## GOAL OF THE EXERCISE
Every line from the line containing "the green wall" through the final line below is to be repeated exactly; no other line is.

## SUPPLIED RECORDS
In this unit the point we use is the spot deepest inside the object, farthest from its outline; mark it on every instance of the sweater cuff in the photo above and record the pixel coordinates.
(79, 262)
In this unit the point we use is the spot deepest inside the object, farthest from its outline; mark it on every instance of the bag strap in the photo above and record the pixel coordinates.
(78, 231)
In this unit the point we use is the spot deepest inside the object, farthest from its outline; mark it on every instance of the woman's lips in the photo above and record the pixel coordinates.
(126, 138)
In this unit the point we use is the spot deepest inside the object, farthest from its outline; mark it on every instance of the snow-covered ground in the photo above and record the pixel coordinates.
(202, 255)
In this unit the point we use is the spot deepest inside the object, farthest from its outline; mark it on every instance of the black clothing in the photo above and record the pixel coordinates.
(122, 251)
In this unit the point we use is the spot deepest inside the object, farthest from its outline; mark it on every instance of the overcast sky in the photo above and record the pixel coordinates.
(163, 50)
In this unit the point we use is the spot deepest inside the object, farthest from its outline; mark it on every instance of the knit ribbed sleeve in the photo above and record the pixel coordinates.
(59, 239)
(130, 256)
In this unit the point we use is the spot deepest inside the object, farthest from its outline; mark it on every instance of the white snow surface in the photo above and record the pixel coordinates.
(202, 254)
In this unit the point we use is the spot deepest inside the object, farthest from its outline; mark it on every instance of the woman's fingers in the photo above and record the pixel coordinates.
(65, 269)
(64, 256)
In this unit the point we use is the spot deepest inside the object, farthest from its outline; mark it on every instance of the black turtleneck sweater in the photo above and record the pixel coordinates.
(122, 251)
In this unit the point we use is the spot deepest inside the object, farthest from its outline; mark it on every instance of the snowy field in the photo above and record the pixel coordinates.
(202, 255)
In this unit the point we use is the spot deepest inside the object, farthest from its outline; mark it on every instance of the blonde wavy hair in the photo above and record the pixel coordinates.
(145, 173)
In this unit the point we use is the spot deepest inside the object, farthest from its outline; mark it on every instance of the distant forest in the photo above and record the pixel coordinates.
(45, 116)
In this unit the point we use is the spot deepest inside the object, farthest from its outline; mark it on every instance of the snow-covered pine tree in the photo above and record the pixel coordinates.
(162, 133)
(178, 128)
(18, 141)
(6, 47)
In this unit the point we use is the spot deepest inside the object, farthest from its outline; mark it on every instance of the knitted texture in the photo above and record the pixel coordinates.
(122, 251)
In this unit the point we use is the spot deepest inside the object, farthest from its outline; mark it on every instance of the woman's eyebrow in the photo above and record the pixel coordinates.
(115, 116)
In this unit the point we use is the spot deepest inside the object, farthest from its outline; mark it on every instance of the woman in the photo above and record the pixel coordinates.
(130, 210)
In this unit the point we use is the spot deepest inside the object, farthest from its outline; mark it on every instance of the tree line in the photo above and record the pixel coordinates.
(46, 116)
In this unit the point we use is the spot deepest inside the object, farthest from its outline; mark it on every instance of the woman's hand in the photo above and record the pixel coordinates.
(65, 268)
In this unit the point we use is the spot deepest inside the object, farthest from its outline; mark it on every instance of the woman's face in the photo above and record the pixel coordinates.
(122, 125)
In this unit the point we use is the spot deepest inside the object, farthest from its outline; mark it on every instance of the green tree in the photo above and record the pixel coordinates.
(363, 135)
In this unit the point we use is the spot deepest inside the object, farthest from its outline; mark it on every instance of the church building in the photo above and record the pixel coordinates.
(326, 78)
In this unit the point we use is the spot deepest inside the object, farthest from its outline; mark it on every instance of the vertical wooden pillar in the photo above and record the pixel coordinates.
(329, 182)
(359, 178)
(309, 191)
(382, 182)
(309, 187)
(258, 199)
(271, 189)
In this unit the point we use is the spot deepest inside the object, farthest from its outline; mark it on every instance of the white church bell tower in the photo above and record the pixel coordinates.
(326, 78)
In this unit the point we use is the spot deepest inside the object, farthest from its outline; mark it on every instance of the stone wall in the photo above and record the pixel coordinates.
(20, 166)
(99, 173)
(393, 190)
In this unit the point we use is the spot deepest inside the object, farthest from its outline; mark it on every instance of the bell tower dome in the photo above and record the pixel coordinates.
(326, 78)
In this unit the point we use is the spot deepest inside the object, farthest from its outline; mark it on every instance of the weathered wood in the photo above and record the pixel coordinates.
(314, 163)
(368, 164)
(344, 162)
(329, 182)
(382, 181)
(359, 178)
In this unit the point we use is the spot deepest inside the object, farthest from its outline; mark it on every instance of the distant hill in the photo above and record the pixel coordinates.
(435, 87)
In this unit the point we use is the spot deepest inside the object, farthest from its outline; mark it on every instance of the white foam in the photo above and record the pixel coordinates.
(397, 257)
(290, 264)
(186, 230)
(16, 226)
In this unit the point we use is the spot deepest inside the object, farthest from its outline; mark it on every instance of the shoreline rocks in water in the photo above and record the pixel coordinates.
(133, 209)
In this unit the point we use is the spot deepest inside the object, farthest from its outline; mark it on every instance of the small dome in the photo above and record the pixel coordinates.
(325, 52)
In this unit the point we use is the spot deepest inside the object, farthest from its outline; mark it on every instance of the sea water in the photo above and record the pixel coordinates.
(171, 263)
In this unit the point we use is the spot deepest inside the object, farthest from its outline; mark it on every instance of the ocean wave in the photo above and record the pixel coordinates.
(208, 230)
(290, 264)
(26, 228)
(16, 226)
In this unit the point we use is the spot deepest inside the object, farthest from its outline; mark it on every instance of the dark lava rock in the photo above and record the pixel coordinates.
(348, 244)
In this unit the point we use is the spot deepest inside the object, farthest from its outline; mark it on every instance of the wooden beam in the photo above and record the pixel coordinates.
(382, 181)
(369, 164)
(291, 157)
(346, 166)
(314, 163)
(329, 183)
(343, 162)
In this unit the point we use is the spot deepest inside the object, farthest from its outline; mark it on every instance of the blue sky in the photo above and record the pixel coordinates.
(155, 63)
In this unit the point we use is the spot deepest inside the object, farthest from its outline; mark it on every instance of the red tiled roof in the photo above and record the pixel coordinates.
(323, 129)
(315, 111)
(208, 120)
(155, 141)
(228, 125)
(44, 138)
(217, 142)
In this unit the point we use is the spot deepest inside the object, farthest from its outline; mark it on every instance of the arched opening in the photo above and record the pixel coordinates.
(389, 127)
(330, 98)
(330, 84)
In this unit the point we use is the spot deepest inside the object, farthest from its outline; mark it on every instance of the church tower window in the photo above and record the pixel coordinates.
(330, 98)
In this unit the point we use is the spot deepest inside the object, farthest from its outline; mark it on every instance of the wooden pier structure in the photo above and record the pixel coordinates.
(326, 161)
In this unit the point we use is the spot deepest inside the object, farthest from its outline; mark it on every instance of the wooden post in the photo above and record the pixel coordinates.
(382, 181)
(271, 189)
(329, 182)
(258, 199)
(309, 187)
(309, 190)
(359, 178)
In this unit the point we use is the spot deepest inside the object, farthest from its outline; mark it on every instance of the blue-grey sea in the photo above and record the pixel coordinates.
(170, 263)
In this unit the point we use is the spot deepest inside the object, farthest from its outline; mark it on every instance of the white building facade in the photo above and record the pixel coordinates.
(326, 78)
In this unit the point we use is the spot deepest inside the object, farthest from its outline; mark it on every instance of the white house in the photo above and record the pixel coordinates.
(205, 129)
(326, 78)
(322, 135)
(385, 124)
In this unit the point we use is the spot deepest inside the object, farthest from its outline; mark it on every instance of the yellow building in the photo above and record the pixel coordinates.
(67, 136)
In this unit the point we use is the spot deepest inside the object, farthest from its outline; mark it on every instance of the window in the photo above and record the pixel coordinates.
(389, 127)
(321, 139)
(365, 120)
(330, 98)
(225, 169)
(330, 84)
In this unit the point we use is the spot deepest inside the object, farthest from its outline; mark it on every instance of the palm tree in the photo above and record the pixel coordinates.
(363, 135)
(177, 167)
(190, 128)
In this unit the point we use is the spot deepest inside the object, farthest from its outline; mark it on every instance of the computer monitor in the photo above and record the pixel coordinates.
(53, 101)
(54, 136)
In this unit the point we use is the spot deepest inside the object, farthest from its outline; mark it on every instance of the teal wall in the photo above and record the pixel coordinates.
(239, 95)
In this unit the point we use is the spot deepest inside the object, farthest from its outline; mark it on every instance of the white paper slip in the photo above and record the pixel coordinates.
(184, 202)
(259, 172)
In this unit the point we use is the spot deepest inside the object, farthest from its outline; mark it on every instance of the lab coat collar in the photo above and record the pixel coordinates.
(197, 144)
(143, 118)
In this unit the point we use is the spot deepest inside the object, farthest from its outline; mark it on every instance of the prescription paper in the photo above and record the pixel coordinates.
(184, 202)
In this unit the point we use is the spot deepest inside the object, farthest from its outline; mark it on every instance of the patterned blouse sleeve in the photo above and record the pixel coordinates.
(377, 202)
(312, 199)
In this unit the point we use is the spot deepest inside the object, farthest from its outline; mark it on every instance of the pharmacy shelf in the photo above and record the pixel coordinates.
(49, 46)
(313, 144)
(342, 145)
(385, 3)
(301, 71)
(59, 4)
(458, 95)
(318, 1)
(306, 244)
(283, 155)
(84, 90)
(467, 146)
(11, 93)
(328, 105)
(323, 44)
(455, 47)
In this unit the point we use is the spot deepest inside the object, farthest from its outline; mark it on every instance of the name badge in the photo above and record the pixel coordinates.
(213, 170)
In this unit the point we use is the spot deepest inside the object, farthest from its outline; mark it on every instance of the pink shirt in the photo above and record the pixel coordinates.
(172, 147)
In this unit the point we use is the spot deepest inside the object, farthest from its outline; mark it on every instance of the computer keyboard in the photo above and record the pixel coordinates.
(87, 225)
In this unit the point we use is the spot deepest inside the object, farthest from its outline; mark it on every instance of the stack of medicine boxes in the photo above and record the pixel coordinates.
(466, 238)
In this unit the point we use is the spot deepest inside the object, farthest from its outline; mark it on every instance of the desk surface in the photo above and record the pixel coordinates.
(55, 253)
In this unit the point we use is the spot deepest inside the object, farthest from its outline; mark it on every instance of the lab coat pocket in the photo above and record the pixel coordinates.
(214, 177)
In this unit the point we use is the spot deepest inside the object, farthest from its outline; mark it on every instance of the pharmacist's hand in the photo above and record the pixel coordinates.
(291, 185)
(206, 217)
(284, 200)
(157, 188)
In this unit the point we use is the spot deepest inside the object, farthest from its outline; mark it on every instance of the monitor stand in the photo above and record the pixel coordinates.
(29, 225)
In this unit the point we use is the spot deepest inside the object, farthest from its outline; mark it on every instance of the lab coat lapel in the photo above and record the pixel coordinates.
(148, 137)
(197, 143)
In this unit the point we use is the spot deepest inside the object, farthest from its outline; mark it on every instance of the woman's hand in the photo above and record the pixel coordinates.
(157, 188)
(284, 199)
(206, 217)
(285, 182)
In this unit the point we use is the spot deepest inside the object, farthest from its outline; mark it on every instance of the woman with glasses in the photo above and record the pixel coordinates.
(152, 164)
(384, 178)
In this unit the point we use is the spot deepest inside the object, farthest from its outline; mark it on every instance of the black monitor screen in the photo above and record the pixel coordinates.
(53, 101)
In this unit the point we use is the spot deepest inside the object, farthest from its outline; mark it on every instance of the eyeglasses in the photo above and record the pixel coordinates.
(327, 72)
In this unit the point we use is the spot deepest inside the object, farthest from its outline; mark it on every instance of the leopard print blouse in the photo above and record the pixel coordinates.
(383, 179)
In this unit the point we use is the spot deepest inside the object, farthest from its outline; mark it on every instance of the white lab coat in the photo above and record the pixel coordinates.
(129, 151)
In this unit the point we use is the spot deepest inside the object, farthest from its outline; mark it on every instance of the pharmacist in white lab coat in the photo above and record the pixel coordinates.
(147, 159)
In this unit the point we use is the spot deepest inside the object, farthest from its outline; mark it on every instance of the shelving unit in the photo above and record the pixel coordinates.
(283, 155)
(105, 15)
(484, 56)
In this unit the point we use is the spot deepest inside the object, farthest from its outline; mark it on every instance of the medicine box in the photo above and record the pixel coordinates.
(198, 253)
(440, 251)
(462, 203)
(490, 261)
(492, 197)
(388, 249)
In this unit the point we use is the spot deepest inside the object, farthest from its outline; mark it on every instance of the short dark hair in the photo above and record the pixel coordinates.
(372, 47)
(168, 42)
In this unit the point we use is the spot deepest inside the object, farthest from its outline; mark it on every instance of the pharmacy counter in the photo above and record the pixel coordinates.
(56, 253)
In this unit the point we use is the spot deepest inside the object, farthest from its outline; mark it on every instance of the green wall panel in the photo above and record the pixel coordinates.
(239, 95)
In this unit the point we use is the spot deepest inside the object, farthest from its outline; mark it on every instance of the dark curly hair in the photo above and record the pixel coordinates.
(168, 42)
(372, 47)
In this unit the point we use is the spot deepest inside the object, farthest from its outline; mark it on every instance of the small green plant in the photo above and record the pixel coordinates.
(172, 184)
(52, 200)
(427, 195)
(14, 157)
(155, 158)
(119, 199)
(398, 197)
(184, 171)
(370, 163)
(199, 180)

## COMPLETED TASK
In this unit the point we use is the spot deepest inside the object, farthest from its outline; mark it on every instance of the green wall panel in the photo above and record the pixel coordinates.
(239, 95)
In this unit the point we use is the spot deepest inside the object, farthest from its outline; mark it on every instance of the dark curly hair in the photo above and record the pixel coordinates.
(168, 42)
(372, 47)
In this unit the point we use is the spot deepest inside the object, farthest from its outline; mark it on every instance of the small green plant in the photo above and record the pixel coordinates.
(172, 184)
(52, 200)
(427, 195)
(14, 157)
(155, 158)
(119, 199)
(398, 197)
(184, 171)
(370, 163)
(199, 180)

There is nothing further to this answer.